Data to process –
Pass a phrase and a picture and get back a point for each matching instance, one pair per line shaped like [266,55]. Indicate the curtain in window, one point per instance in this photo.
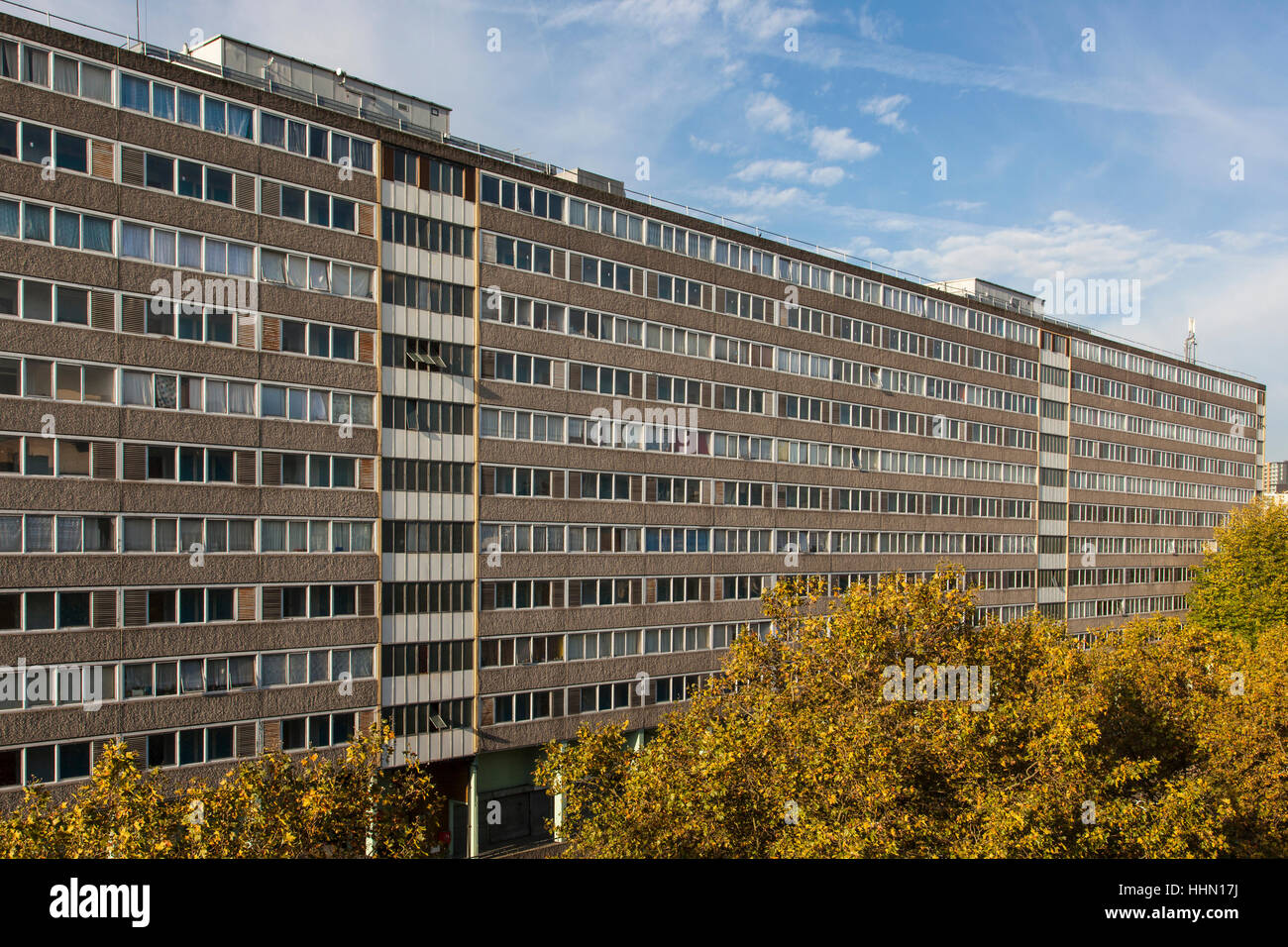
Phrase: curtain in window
[271,265]
[11,534]
[241,260]
[239,121]
[217,257]
[9,218]
[317,406]
[137,388]
[65,228]
[68,534]
[320,277]
[296,270]
[40,534]
[65,75]
[162,248]
[138,535]
[95,82]
[271,536]
[241,535]
[97,234]
[361,282]
[217,397]
[162,102]
[37,67]
[136,241]
[361,408]
[166,390]
[241,398]
[35,223]
[134,93]
[189,252]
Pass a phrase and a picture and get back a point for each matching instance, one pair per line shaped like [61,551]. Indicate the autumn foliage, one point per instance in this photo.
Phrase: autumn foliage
[1157,740]
[270,806]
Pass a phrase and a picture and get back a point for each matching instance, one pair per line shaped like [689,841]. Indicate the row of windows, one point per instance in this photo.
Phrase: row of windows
[48,532]
[425,536]
[205,182]
[1132,454]
[1137,545]
[426,416]
[432,716]
[426,475]
[1129,361]
[426,234]
[1170,431]
[167,102]
[174,318]
[43,611]
[1131,577]
[425,657]
[69,228]
[629,227]
[590,646]
[1147,515]
[424,171]
[426,355]
[1121,483]
[239,672]
[1124,607]
[625,226]
[526,425]
[39,377]
[1153,397]
[536,705]
[426,598]
[42,145]
[558,538]
[429,295]
[558,592]
[50,457]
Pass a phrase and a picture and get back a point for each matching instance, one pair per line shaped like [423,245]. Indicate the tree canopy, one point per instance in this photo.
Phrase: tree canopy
[270,806]
[1158,738]
[1241,585]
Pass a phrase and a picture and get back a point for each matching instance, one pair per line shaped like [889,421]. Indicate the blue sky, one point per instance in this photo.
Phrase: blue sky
[1107,163]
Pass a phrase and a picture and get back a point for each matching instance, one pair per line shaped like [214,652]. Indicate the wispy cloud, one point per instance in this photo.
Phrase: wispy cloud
[768,112]
[791,170]
[887,110]
[838,145]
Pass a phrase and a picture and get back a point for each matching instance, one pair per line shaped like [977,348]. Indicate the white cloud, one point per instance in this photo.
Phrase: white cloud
[791,170]
[879,27]
[825,176]
[887,110]
[769,112]
[838,145]
[764,20]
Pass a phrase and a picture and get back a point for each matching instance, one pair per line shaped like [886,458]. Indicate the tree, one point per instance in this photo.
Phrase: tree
[1241,586]
[270,806]
[815,742]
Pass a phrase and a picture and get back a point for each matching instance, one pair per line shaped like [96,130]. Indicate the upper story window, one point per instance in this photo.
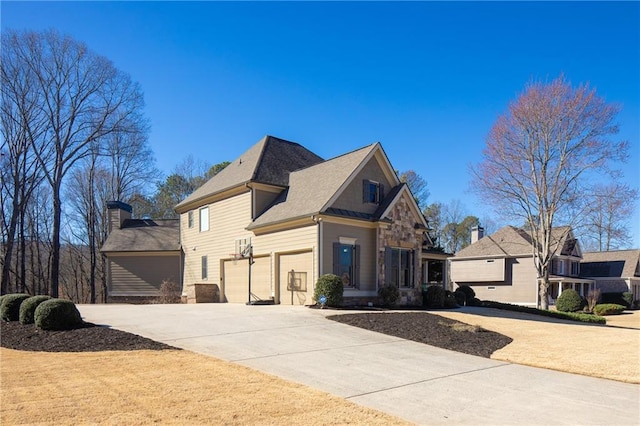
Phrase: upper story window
[557,267]
[575,268]
[372,192]
[204,219]
[346,258]
[205,267]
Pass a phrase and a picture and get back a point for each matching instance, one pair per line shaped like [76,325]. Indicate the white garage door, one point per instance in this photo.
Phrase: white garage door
[236,280]
[296,278]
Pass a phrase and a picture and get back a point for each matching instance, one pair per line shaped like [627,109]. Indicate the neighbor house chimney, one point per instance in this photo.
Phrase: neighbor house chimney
[477,232]
[118,212]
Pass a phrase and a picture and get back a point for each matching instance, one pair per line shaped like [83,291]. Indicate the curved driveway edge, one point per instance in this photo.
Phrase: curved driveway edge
[417,382]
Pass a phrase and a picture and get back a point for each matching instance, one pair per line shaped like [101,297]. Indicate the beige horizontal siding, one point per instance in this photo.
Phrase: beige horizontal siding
[480,270]
[228,220]
[520,287]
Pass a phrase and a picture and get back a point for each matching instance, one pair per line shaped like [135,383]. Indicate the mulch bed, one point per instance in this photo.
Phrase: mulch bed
[89,338]
[431,329]
[417,326]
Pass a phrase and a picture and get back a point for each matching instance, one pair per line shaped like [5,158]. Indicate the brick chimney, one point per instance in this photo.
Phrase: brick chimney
[477,232]
[118,212]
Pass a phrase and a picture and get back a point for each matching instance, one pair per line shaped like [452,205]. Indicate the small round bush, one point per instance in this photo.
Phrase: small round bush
[10,307]
[28,308]
[434,297]
[468,292]
[57,314]
[450,300]
[569,301]
[389,294]
[331,287]
[608,309]
[460,296]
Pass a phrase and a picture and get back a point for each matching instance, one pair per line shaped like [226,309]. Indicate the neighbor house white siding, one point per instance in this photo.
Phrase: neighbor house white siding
[519,286]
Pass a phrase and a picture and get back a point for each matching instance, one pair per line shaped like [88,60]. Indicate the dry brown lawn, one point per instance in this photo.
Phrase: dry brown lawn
[169,387]
[610,352]
[181,387]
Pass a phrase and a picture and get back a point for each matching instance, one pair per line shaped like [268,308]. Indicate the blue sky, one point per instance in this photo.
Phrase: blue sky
[427,79]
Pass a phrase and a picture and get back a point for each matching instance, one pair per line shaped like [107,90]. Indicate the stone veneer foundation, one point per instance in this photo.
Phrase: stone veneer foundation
[402,233]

Problem statement – Reproduce all the data above, replacing every "Indicate" with "Locate" and changing nothing else. Leave the pictures out.

Task answer –
Pass a phrase and a picture and get back a point for each matching instance, one pair per line shaped like [266,55]. Locate the curtain in window, one point per instance in this photo.
Phrase: curtain in window
[271,265]
[11,534]
[241,260]
[239,121]
[217,257]
[9,218]
[317,406]
[137,388]
[65,228]
[68,534]
[320,277]
[296,270]
[40,534]
[65,75]
[162,248]
[138,535]
[95,82]
[271,536]
[241,535]
[97,234]
[361,282]
[217,397]
[162,102]
[37,67]
[136,241]
[361,408]
[166,390]
[241,398]
[35,223]
[134,93]
[189,252]
Pass a phrase and a picture and get back a point for each matching instance, one pair per line shaped like [61,551]. Locate the autumn foliage, one point per instance in this photo.
Phrase: autumn foliage
[1157,740]
[270,806]
Pass a phrase and a picture and get back a point for each matching instance, one pair per line shaped like [689,841]. Locate the row of windows, one point per instance in this photo.
Phrase: row of windows
[48,532]
[425,536]
[205,182]
[1132,454]
[1137,545]
[426,416]
[432,716]
[426,475]
[1129,361]
[426,234]
[1170,431]
[167,102]
[174,318]
[43,611]
[1131,577]
[425,657]
[69,228]
[629,227]
[590,646]
[1147,515]
[424,171]
[426,355]
[1121,483]
[239,672]
[1124,607]
[625,226]
[526,425]
[39,377]
[1153,397]
[536,705]
[426,598]
[42,145]
[558,538]
[429,295]
[558,592]
[50,457]
Pass a phrase and a picture and get back a point for each matching instance, one pair per line shaped like [423,245]. Locate the tree canopy, one point per instance in this photo.
Phrase: tree canopy
[270,806]
[1158,738]
[1241,585]
Pass a phrase and a picture and get back a point for each matching instance, one pair per line shaped like [889,421]. Locate the blue sky, one point per instance in this photo.
Phrase: blue sky
[1107,163]
Pass a phrase and a picture and get back a point for each matching instance, one pair per line shaped like [214,652]. Locate the wispy cloud, one point per instance in this photo.
Phrase: wispy cloud
[768,112]
[791,170]
[887,110]
[838,145]
Pass a phrase and a picture and get back a point for each matching instance, one pair per line shaped like [977,348]. Locate the white cloud, one point per instance in this photo.
Phrase: white cloud
[791,170]
[879,27]
[825,176]
[887,110]
[769,112]
[838,145]
[764,20]
Pass a phrase and a picture and get back a point for each matching instance, one pair per line shaped like [886,458]. Locate the tree, one point per instance in this photo.
Phrase: tree
[1241,586]
[270,806]
[815,742]
Pass a phrase and a picture and get back a point for each matching instance, one pair per line shaped like [96,130]. Locate the upper story window, one point per instance in this photo.
Phrase: upper story window
[557,267]
[575,268]
[372,192]
[204,219]
[346,258]
[205,267]
Pass a phrase and a picture and get back a point for each matching instance, one pair per line shaped like [76,325]. Locate the white garage door, one point per instance in this photo.
Phrase: white garage door
[236,280]
[296,278]
Pass a phrase and a picture and get back a point for each matching instance, one pair per line shaped like [627,109]. Locate the neighbor house chimney, one point per instance in this photo.
Phrase: neighbor house chimney
[477,232]
[118,212]
Pass a phrase and a picture and get back a point for each matching instance, one pair per line shaped like [83,291]. Locate the curved driveway edge, one point per instance in this photo.
Phrase: curved driveway edge
[417,382]
Pass a phrase and a picture and get back a point for each matching instance, one pair per line shaped like [101,297]. Locate the beige horizontal siding, one point per instance in this photo.
Phrase: beige horizontal siding
[480,270]
[228,220]
[520,287]
Pass a phrase and a picture and get back a point for each matching instance, one pair per line shaped like [135,383]. Locate the mulch bed, one point per instance in this photo.
Phrase: mulch bed
[89,338]
[431,329]
[417,326]
Pass a phrase and a picture and get back a point for each matching instance, one pair per line shaped like [5,158]. Locate the brick chimney, one point per instance in this photo.
Phrase: brick chimney
[477,232]
[118,212]
Pass a phrase and a picture and get back a point for each matching instance, one pair per line shaped like [452,205]. Locate the small round bush, one point per instance in this photo.
Phrase: small round bush
[10,307]
[28,308]
[434,297]
[468,292]
[57,314]
[450,300]
[569,301]
[389,294]
[331,287]
[608,309]
[460,296]
Pass a phrase and a picture and get back a point for each matching instance, one pair per line shaped like [226,309]. Locate the neighbor house white siding, one point per instance in this photo.
Phrase: neighbor house white siding
[519,286]
Pass a phrase and a picture and get back a point for each matching instance, one pair per line shaped like [88,60]. Locate the dry brown lawn, one point per instance in this photo.
Phrase: dry brown lawn
[169,387]
[610,352]
[181,387]
Pass a phrase and a picture and get back a point for each matching instance, one pair per line shaped like [268,308]. Locate the blue sky, one point per instance in this photo.
Phrase: blue sky
[427,79]
Pass a phrase and a picture and get back a point for each matching instance, one pair per line shaped like [107,90]. Locate the stone veneer foundation, one point per instance in this photo.
Phrase: stone veneer foundation
[402,233]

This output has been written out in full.